▶ Görevler
a. Söyleşideki "Önceleri resim yapıyordum" diye başlayan paragrafı, ana bilgilerini koruyarak kısa bir madde listesine dönüştürün.
b. Söyleşide "İlk olarak şiire" ifadesinden aşağıya, "Soyut Dergisinde yayınlandı." ifadesine kadar uzanan bölümün tamamını hiç değiştirmeden alıntılayın.
c. Söyleşideki "İlk şiirim ise “Çukur” ismiyle, Halil İbrahim Bahar'ın İstanbul'da çıkarttığı Soyut Dergisinde yayınlandı." cümlesini İngilizceye çevirin.

== Sayfa

Seval Deniz Karahaliloğlu - “Ben Ruhi Bey Nasılım?” şiiriyle yüreğinden vuruldu. Edip Cansever ve Ruhi Bey hep birlikte, iç içe geçerek, aynı anda okuyucunun kalbine ve aklına sızdılar. 8 Ağustos 1928’de İstanbul’da dünyaya gelen ve 28 Mayıs 1986’da yine aynı şehirde aramızdan ayrılan Edip Cansever oluşturduğu özel şiir diliyle kendisinden sonra gelen birçok şaire öncülük etti. Düşün dünyamızda yeni ufuklar açan şairi 28 Mayıs’ta, ölüm yıl dönümünde şair Hüseyin Peker ile anıyoruz. Edip Cansever’in şiirini ve içindeki düşünceyi şair Hüseyin Peker’le konuştuk.

İlk olarak şiire nasıl ilgi duymaya başladınız?

Önceleri resim yapıyordum. Bir gün ablam, misafirlerin yanında çizdiğim resimleri işaret etti. “Bunlar harika şeyler” dedi. Sonra onları Varlık Dergisine gönderdim. Bu resimleri Yaşar Nabi Nayır önce Varlık Dergisinin içinde, sonra kapakta yayınladı. Şiir ve öykülerimin ilk yayın tarihi 1965 yılıdır. İlk öyküm Hüseyin Cöntürk'ün Ankara'daki Yordam Dergisinde çıktı. İlk şiirim ise “Çukur” ismiyle, Halil İbrahim Bahar'ın İstanbul'da çıkarttığı Soyut Dergisinde yayınlandı.

====
== Veri Kümesi Alıntıları

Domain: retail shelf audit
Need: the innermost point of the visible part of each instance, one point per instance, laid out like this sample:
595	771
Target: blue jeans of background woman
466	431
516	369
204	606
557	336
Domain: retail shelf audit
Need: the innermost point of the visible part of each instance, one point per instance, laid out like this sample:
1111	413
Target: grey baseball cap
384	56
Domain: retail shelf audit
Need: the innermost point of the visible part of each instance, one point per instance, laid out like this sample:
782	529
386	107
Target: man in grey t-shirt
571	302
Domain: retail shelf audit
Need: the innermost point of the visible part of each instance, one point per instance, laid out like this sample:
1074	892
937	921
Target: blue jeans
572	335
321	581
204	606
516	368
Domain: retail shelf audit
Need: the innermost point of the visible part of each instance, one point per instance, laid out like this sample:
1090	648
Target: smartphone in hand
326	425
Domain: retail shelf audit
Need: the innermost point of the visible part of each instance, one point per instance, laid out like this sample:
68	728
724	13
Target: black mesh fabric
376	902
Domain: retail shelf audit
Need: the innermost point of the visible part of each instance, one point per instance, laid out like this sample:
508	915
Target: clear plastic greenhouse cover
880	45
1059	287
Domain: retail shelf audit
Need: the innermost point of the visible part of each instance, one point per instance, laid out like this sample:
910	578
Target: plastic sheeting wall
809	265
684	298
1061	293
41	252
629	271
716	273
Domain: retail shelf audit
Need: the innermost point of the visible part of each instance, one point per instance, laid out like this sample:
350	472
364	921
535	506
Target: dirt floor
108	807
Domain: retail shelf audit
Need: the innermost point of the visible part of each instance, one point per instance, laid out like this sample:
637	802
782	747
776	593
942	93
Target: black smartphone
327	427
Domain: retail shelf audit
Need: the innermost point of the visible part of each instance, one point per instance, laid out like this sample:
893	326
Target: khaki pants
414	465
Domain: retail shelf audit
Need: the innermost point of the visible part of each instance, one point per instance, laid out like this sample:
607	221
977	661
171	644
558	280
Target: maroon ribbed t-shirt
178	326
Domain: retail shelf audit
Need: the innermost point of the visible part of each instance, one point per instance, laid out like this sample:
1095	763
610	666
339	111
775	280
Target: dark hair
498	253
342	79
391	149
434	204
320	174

====

▶ Tamamlanmış Alıştırma
a.
- Önceleri resim yapıyordum; ablam misafirlerin yanında resimlerimi göstererek "Bunlar harika şeyler" dedi.
- Resimlerimi Varlık Dergisine gönderdim; Yaşar Nabi Nayır onları önce derginin içinde, sonra kapakta yayınladı.
- Şiir ve öykülerim ilk kez 1965'te yayınlandı.
- İlk öyküm, Hüseyin Cöntürk'ün Ankara'daki Yordam Dergisinde çıktı.
- İlk şiirim "Çukur", Halil İbrahim Bahar'ın İstanbul'da çıkardığı Soyut Dergisinde yayınlandı.

b.
İlk olarak şiire nasıl ilgi duymaya başladınız?

Önceleri resim yapıyordum. Bir gün ablam, misafirlerin yanında çizdiğim resimleri işaret etti. “Bunlar harika şeyler” dedi. Sonra onları Varlık Dergisine gönderdim. Bu resimleri Yaşar Nabi Nayır önce Varlık Dergisinin içinde, sonra kapakta yayınladı. Şiir ve öykülerimin ilk yayın tarihi 1965 yılıdır. İlk öyküm Hüseyin Cöntürk'ün Ankara'daki Yordam Dergisinde çıktı. İlk şiirim ise “Çukur” ismiyle, Halil İbrahim Bahar'ın İstanbul'da çıkarttığı Soyut Dergisinde yayınlandı.

c. My first poem, titled "Çukur," was published in Soyut magazine, which Halil İbrahim Bahar put out in Istanbul.